■ Task brief: Could you extend the write-up on cutting Drone.io build times, picking up right after its final sentence?

■ Excerpt:
┄┄┄┄┄┄
Drone.io build time optimisation
Setting the stage: organisational circumstances
Early stage: We started as a 2 person development team working on 2 containerised services. While we were concerned about scale, we weren't concerned about scaling the team itself, so we built our services using simple makefiles, not considering the future cost.
Growth: After few months we found ourselves working with ~20 developers from 3 different teams, across several countries, all on the same project. We have 25 containerised services (and still growing), that are communicating with each other.
Taming the beast: After giving up using makefiles and moving to drone.io CD, typical build took ~6 mins. In a normal day, every developer is initiating 5-10 builds (git push / tag events). So we decided to tackle that pain.
Starting point: cross section
Multiple services, based on a large ubuntu python image
Multiple dockerfiles (one for each service) that have many commonalities
Many libraries that are not in use pre-installed on our base image
Compile-time deps that are installed on the containers, that are not needed to run-time on prod
CD system that does not support docker cache between steps
CD system located in a different region than our docker registry
Image that was tested, is different than the image pushed to our registry
We started with dropping our python base image, changing to alpine, installing our own dependencies
RUN apk add --update \
This image will be the foundation for all of our python based images. We decided we don't want to use python-alpine image, because we wanted to control whatever is installed on the image.
Cache the built image
Before the change - the build step was running few commands, in the context of the build agent:
.drone.yml - build step (before change)
- virtualenv /app/env
- apt-get update && apt-get install -y --no-install-recommends nginx libnss3 libnss3-dev
- apt-get update -y - apt-get install -y python-dev python-pip python- setuptools
- /app/env/bin/pip install -r ./requirements.txt
- /app/env/bin/pip install supervisor supervisor-stdout uwsgi
- /app/env/bin/pip install -e .
- cp ./ops/etc/nginx.conf /etc/nginx/
- cp ./ops/etc/supertxvisord/api.conf /etc/supervisord.conf
- cp ./ops/etc/uwsgi.ini /etc/uwsgi.ini
So we were running few commands, that were not built as docker layers. This caused each and every build (for instance) to reinstall all the requirements.txt of the project.
┄┄┄┄┄┄
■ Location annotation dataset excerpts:

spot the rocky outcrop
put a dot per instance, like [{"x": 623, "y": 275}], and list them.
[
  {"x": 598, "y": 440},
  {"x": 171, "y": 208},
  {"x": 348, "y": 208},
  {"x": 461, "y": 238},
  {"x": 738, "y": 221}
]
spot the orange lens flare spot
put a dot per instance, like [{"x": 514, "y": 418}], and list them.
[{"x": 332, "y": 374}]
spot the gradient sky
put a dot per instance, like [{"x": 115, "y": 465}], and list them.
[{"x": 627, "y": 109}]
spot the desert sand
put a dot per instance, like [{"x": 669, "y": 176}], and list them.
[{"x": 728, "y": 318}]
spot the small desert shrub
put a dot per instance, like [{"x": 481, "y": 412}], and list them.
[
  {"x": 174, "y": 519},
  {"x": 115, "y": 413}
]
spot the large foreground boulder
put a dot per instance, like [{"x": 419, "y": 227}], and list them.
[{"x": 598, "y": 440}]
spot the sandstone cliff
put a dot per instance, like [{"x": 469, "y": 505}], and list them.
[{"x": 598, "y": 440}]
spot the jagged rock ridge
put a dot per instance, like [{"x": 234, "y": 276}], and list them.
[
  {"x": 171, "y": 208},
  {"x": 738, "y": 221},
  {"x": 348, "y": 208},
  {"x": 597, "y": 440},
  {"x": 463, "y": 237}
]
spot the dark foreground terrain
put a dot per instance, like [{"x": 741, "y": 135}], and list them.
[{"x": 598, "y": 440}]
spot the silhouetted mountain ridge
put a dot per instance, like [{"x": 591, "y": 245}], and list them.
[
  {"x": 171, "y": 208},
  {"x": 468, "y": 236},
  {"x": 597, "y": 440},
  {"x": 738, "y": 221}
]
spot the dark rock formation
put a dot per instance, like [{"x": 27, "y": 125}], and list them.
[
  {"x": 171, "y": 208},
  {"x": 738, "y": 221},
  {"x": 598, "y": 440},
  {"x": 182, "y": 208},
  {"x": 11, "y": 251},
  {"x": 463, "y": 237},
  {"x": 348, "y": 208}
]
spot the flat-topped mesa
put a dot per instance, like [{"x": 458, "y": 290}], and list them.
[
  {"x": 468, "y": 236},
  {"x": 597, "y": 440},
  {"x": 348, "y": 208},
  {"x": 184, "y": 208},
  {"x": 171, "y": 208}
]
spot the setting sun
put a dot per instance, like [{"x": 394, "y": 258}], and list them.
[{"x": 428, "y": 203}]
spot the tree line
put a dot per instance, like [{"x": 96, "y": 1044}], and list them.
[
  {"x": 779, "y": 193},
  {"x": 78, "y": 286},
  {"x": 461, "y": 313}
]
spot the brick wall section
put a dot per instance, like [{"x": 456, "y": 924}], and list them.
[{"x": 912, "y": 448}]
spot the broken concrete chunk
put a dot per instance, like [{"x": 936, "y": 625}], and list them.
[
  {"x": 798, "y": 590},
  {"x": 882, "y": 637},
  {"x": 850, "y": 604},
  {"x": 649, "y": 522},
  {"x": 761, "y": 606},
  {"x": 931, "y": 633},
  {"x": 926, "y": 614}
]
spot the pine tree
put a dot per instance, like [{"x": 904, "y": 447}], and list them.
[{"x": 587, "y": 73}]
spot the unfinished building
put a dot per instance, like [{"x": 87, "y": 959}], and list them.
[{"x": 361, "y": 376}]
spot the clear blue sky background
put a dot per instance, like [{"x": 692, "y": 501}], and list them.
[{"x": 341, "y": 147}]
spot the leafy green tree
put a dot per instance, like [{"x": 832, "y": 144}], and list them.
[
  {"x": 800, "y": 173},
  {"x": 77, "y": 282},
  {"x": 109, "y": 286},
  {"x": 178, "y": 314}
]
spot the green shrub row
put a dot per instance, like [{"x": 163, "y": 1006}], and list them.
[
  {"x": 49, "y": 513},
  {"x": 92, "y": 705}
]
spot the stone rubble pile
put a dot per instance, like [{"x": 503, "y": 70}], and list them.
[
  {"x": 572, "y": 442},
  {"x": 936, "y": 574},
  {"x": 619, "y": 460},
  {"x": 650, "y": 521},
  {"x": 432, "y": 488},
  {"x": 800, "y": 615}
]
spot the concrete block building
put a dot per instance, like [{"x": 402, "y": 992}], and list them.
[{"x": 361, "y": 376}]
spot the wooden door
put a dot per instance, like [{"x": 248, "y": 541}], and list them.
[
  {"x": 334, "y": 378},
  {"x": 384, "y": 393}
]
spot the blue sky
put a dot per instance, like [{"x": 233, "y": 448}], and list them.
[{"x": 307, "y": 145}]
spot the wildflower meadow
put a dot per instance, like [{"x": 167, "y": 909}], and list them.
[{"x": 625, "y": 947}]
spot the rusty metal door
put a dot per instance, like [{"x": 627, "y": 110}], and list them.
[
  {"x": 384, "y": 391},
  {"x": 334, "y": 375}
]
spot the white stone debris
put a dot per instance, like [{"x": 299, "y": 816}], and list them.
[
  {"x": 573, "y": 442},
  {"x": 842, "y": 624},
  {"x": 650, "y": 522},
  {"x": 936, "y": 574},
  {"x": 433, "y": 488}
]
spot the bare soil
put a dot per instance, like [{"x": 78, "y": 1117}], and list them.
┄┄┄┄┄┄
■ Written response:
So we moved to our base image, and installed docker on it just for build purposes, and shared the docker.sock file, so the different layers will be cached between builds (every build step, drone launch a new agent - container that runs the build step, but it won't mount the docker.sock file by default):
.drone.yml - build step (after change)
- apk --update add docker
- docker build -t cloudlock/svc-xxx:build .
The Dockerfile already had all the instructions that previously were in that step, so building the image using the Dockerfile is doing the work
Making drone.io ECR plugin use docker cache
Not having shared docker.sock file caused push to our docker registry loosing the cache in every single build.
so we added the volume:
.drone.yml - push step
This might sound the obvious, but only after dealing with it, we figured out that we don't have cache between two builds
Moving our CD instances to the same region where our docker registry sits saved us ~5 seconds per build. This move took 2 hrs of work of one of our dev-ops team. Some will say this wasn't wort the time, but as devs time wasted builds up, it does.
To sum things up
From time to time we as developers are needed to tackle technical problems, that are not related to the product directly. For example (the most trivial case) ramping up a new developer to the team. Not addressing trivial problems such as this one, can be expensive. Having a new developer ramp-up procedure before he joins the team, will make her life and the teams life much more productive and easy.
Cutting 5 minutes from our build time, might be nothing when talking about 2 developers, doing it 3 times a day, but as team size scaled up, it became expensive. Addressing this issue, that is considered not that complicated, saved us expensive time, and shortened our deployment iterations.
Hope you enjoy the read!